• **Objective**
Swap every "Objective" in the items below for "Goal" and write all the items out again, otherwise unchanged.

• **Supplied material**
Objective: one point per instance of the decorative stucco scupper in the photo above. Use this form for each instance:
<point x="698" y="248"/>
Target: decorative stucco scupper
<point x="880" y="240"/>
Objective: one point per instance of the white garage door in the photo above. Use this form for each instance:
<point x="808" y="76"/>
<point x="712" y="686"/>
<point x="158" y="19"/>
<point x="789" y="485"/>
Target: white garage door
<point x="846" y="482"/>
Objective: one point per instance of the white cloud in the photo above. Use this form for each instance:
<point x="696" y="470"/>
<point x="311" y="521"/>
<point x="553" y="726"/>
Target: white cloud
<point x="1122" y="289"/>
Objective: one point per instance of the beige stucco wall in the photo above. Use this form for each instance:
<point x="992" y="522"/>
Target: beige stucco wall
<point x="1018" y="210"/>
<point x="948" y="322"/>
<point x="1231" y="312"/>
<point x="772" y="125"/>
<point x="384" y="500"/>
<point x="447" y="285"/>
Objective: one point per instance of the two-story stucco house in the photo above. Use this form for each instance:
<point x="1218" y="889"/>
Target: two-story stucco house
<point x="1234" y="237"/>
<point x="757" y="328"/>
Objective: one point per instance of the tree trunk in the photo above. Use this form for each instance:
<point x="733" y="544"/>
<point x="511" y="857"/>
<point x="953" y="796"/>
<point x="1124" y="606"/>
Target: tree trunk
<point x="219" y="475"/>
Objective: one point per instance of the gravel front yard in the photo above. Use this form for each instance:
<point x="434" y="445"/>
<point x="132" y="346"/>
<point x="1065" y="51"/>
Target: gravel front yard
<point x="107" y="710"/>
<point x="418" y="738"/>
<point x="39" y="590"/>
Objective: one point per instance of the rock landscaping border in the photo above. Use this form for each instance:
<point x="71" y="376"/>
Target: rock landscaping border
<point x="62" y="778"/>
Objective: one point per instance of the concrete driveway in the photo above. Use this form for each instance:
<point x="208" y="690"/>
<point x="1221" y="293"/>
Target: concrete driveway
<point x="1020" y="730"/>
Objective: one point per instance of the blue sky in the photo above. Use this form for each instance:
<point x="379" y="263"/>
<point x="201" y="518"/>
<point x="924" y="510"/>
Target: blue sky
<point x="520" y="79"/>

• **Answer for this exercise**
Goal: one point per instance of the decorative stucco scupper in the photo above. Use this form for each instance:
<point x="698" y="248"/>
Target: decorative stucco scupper
<point x="880" y="240"/>
Goal: one point per instance of the white garage door in the photo above. Use this form for each instance:
<point x="808" y="76"/>
<point x="712" y="686"/>
<point x="158" y="19"/>
<point x="789" y="485"/>
Target: white garage door
<point x="846" y="482"/>
Goal: one point per instance of the white cloud in the photo above. Use this form for each instance:
<point x="696" y="470"/>
<point x="311" y="521"/>
<point x="553" y="726"/>
Target: white cloud
<point x="1122" y="289"/>
Goal: one point per instance of the beige stucco wall in the photo above. Use this form for each instance:
<point x="992" y="522"/>
Target: beige stucco wall
<point x="1018" y="210"/>
<point x="948" y="322"/>
<point x="1231" y="312"/>
<point x="772" y="125"/>
<point x="384" y="500"/>
<point x="447" y="285"/>
Goal: one point per instance of the two-story stucco house in the photo above. Use this form for each instance:
<point x="1218" y="889"/>
Target: two-story stucco house
<point x="1234" y="237"/>
<point x="757" y="328"/>
Goal: one point per instance of the tree trunk in the photo above. Use this form for each instance:
<point x="733" y="544"/>
<point x="511" y="857"/>
<point x="953" y="796"/>
<point x="1124" y="606"/>
Target: tree trunk
<point x="219" y="475"/>
Goal: one point per instance of the gravel front yard in the photo above. Use this form for each instance:
<point x="434" y="445"/>
<point x="132" y="346"/>
<point x="1065" y="51"/>
Target: gravel front yard
<point x="107" y="710"/>
<point x="418" y="738"/>
<point x="39" y="590"/>
Goal: one point per instance of the rock landscaping border in the photo above. Use this form for each instance:
<point x="71" y="376"/>
Target: rock landscaping border
<point x="62" y="778"/>
Goal: one point per instance of the concrete driveway in the photo above. Use this form for each instance:
<point x="208" y="690"/>
<point x="1221" y="293"/>
Target: concrete driveway
<point x="1020" y="730"/>
Goal: one point per instance of the blue sky in the photo above. Use this form for each instance:
<point x="379" y="263"/>
<point x="201" y="518"/>
<point x="924" y="510"/>
Target: blue sky
<point x="520" y="79"/>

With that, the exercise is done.